## [AIM OF THE TASK]
Render every line of the material below as a JSON list of strings, one string per line, and leave out blank lines.

## [WORKING DATA]
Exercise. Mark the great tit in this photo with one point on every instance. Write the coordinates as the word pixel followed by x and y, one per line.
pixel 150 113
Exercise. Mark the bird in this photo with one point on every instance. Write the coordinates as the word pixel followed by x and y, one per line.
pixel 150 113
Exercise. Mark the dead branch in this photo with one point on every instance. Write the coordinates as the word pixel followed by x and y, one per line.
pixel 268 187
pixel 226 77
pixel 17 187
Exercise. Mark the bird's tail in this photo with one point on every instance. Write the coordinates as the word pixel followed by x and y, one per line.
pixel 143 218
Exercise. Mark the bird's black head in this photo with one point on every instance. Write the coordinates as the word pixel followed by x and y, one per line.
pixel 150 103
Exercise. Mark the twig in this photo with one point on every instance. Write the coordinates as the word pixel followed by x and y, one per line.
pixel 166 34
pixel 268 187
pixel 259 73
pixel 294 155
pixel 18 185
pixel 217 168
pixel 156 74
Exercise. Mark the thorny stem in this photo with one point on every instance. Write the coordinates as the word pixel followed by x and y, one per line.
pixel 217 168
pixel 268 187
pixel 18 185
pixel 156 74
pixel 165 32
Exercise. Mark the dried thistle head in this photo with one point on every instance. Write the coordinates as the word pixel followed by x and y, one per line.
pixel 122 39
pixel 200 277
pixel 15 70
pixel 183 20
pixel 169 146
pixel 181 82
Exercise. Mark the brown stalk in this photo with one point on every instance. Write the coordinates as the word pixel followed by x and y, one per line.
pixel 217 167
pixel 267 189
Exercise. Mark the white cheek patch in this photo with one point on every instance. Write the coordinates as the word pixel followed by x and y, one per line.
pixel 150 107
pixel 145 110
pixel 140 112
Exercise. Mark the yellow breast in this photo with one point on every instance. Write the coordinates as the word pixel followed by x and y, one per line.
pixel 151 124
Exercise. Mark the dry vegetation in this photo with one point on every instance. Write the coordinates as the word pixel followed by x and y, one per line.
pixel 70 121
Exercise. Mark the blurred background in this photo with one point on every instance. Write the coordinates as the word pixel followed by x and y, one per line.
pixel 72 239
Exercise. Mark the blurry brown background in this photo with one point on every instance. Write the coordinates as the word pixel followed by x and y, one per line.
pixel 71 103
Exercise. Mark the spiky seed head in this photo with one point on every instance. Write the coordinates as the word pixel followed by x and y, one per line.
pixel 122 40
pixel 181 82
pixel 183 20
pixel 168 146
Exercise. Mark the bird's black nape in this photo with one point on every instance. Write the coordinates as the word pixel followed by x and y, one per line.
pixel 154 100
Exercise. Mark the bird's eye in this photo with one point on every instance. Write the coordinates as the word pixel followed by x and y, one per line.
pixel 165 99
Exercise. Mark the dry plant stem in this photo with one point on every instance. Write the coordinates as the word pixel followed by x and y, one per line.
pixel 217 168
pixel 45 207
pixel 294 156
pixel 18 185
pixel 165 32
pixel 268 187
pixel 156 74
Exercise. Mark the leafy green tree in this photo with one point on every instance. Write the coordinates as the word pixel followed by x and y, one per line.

## [SOLUTION TO THIS PROBLEM]
[
  "Exercise. Mark the great tit in this photo with one point on every instance. Write the coordinates as the word pixel followed by x and y, one per line.",
  "pixel 150 113",
  "Exercise. Mark the bird in this photo with one point on every instance. Write the coordinates as the word pixel followed by x and y, one per line.",
  "pixel 150 113",
  "Exercise. Mark the dead branch in this photo with one point on every instance. Write the coordinates as the word pixel followed by x and y, one per line.",
  "pixel 268 187",
  "pixel 226 77",
  "pixel 17 187",
  "Exercise. Mark the bird's tail in this photo with one point on every instance. Write the coordinates as the word pixel followed by x and y, one per line.",
  "pixel 143 218",
  "Exercise. Mark the bird's black head in this photo with one point on every instance. Write the coordinates as the word pixel followed by x and y, one per line.",
  "pixel 150 103",
  "Exercise. Mark the twig in this photo with one point on every instance. Write the coordinates as the word pixel followed by x and y, one per line.",
  "pixel 166 34",
  "pixel 268 187",
  "pixel 259 73",
  "pixel 294 155",
  "pixel 18 185",
  "pixel 217 168",
  "pixel 156 74",
  "Exercise. Mark the thorny stem in this photo with one point on every instance. Write the coordinates as the word pixel followed by x and y, one per line.",
  "pixel 217 168",
  "pixel 268 187",
  "pixel 18 185",
  "pixel 156 74",
  "pixel 165 32",
  "Exercise. Mark the dried thistle head in this photo with one point on every instance. Write the coordinates as the word pixel followed by x and y, one per line.",
  "pixel 122 39",
  "pixel 200 277",
  "pixel 15 70",
  "pixel 183 20",
  "pixel 169 146",
  "pixel 181 82",
  "Exercise. Mark the brown stalk in this photo with one point on every instance. Write the coordinates as the word pixel followed by x and y, one per line.",
  "pixel 217 167",
  "pixel 267 189",
  "Exercise. Mark the white cheek patch in this photo with one point on every instance. Write the coordinates as the word pixel followed by x and y, one per line.",
  "pixel 150 107",
  "pixel 145 110",
  "pixel 140 112",
  "Exercise. Mark the yellow breast in this photo with one point on every instance. Write the coordinates as the word pixel followed by x and y, one per line.",
  "pixel 151 124",
  "Exercise. Mark the dry vegetation in this photo with one point on every instance. Write the coordinates as the word pixel followed by x and y, one per line.",
  "pixel 70 121",
  "Exercise. Mark the blurred background in this photo with one point on every instance. Write the coordinates as the word pixel followed by x and y, one per line.",
  "pixel 72 239",
  "Exercise. Mark the blurry brown background in this photo with one point on every instance. Write the coordinates as the word pixel followed by x and y, one per line.",
  "pixel 71 103",
  "Exercise. Mark the spiky seed head in this photo with one point on every instance. Write the coordinates as the word pixel followed by x and y, one per line.",
  "pixel 122 40",
  "pixel 181 82",
  "pixel 183 20",
  "pixel 168 146",
  "Exercise. Mark the bird's black nape in this photo with one point on every instance. Write the coordinates as the word pixel followed by x and y, one per line.",
  "pixel 154 100",
  "Exercise. Mark the bird's eye in this photo with one point on every instance. Write the coordinates as the word pixel followed by x and y, one per line.",
  "pixel 165 99",
  "Exercise. Mark the dry plant stem in this photo with one point on every instance. Write the coordinates as the word pixel followed by x and y, one per line.",
  "pixel 217 168",
  "pixel 45 207",
  "pixel 294 156",
  "pixel 18 185",
  "pixel 165 32",
  "pixel 268 187",
  "pixel 156 74",
  "Exercise. Mark the leafy green tree in this photo with one point on every instance. Write the coordinates as the word pixel followed by x and y, one per line."
]